* TASK BRIEF *
Going through the entries below, work out how many lines have the string "green" in them. Give the number and nothing more.

[Referring expression data]
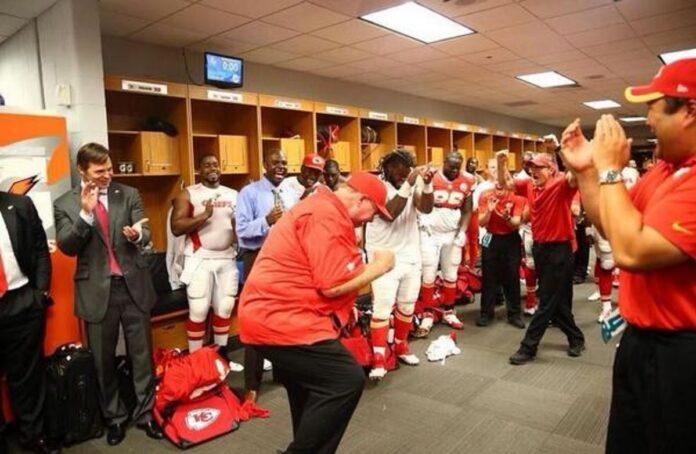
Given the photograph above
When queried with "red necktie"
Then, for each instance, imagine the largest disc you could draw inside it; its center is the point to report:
(3, 278)
(103, 219)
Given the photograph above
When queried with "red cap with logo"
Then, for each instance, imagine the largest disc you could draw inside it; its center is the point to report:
(371, 187)
(678, 79)
(314, 161)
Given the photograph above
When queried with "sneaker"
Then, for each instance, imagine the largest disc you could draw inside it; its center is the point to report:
(450, 318)
(530, 310)
(576, 350)
(404, 354)
(521, 357)
(379, 369)
(425, 326)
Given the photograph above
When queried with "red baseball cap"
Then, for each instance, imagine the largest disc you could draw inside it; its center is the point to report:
(313, 161)
(371, 187)
(678, 79)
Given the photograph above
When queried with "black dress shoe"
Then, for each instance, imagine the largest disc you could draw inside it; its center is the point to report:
(521, 357)
(576, 350)
(115, 434)
(151, 429)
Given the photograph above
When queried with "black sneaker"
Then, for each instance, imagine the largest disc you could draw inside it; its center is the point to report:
(576, 350)
(521, 357)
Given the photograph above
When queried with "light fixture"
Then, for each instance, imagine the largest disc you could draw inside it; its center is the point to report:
(669, 57)
(602, 104)
(418, 22)
(632, 119)
(547, 79)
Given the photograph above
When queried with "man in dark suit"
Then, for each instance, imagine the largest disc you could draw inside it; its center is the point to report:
(102, 223)
(25, 277)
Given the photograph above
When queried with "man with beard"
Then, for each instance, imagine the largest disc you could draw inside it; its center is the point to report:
(259, 207)
(408, 189)
(204, 212)
(652, 232)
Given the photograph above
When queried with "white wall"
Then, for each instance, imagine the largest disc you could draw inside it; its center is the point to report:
(20, 78)
(128, 58)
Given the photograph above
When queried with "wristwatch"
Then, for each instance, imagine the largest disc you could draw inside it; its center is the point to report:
(610, 176)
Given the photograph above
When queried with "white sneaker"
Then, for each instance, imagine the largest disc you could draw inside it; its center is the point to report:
(235, 367)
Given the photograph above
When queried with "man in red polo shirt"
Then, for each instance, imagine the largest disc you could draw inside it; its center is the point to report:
(301, 292)
(500, 212)
(652, 232)
(550, 194)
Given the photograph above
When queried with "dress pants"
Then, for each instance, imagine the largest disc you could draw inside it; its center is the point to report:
(324, 385)
(501, 268)
(103, 337)
(554, 266)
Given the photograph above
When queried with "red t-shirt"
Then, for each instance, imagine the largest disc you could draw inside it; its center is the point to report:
(508, 202)
(311, 248)
(665, 298)
(550, 208)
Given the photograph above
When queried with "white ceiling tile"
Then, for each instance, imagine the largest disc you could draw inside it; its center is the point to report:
(586, 20)
(24, 8)
(305, 17)
(601, 35)
(150, 9)
(305, 44)
(260, 33)
(665, 22)
(493, 19)
(10, 24)
(465, 45)
(418, 54)
(250, 8)
(205, 20)
(350, 32)
(165, 35)
(268, 56)
(345, 54)
(387, 44)
(638, 9)
(530, 39)
(115, 24)
(545, 8)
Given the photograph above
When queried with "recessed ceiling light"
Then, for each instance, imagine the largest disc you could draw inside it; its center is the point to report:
(602, 104)
(547, 79)
(632, 119)
(669, 57)
(418, 22)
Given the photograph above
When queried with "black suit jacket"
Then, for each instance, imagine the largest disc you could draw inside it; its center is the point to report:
(28, 239)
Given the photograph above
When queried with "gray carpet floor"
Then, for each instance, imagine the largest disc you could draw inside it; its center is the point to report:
(475, 402)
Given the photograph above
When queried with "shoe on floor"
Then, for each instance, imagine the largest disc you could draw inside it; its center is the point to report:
(450, 318)
(521, 357)
(576, 350)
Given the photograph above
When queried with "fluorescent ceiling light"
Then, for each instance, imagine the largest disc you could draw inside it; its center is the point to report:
(669, 57)
(602, 104)
(632, 119)
(547, 79)
(416, 21)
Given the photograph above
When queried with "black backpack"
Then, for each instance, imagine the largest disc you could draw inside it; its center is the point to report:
(72, 413)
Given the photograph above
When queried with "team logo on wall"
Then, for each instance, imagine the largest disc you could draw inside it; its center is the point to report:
(200, 418)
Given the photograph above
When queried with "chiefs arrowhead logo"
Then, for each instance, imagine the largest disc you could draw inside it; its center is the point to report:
(200, 418)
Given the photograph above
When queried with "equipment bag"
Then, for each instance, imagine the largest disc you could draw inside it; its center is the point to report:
(72, 412)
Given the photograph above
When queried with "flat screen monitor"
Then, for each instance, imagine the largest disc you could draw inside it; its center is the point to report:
(223, 71)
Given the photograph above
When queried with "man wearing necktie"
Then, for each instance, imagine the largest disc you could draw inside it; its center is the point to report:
(102, 223)
(25, 277)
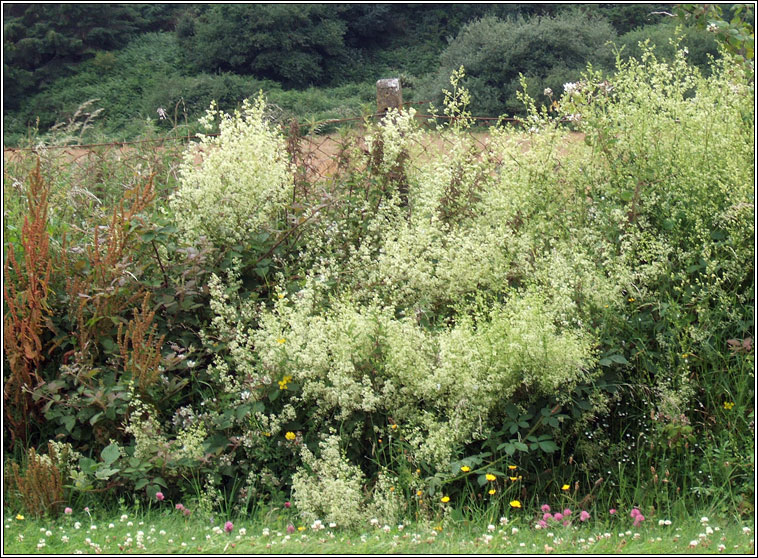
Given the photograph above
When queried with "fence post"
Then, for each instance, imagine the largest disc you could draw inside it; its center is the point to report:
(389, 94)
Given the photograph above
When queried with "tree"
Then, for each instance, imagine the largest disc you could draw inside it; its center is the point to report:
(289, 43)
(548, 51)
(44, 41)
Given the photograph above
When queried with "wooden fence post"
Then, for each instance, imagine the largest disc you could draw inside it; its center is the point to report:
(389, 94)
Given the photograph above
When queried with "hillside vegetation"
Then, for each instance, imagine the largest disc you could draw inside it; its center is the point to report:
(313, 62)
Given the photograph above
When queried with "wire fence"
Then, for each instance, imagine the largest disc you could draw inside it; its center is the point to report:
(317, 150)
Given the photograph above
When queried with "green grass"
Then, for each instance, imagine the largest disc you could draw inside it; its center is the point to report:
(168, 531)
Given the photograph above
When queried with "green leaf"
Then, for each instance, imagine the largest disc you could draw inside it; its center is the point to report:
(68, 422)
(548, 446)
(141, 483)
(110, 454)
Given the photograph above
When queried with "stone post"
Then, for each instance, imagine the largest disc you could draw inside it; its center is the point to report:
(388, 95)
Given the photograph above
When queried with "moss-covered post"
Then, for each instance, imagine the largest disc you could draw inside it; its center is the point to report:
(388, 95)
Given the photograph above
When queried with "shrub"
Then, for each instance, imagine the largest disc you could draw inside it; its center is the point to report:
(548, 51)
(240, 186)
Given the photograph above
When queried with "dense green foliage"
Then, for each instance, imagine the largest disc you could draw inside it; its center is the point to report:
(409, 331)
(548, 51)
(179, 57)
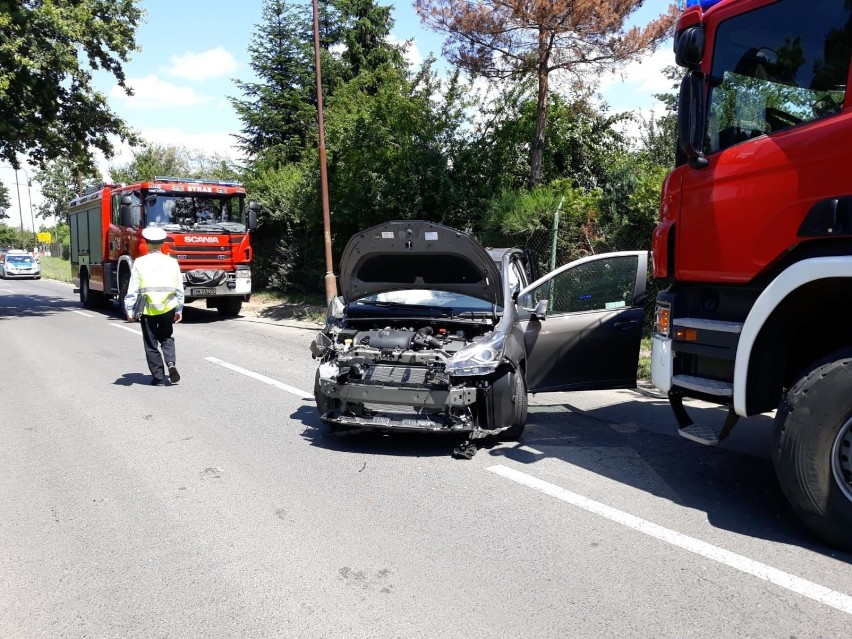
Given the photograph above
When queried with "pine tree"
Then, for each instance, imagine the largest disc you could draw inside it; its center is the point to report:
(279, 111)
(515, 39)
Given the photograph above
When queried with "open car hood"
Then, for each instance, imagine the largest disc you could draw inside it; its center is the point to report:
(415, 254)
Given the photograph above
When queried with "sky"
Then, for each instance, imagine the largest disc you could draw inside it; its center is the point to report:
(192, 50)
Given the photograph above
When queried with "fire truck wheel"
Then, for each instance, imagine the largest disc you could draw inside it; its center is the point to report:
(813, 448)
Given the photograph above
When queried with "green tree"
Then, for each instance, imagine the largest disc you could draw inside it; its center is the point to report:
(48, 106)
(389, 143)
(519, 39)
(278, 111)
(10, 237)
(151, 160)
(61, 182)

* ANSWER AREA *
4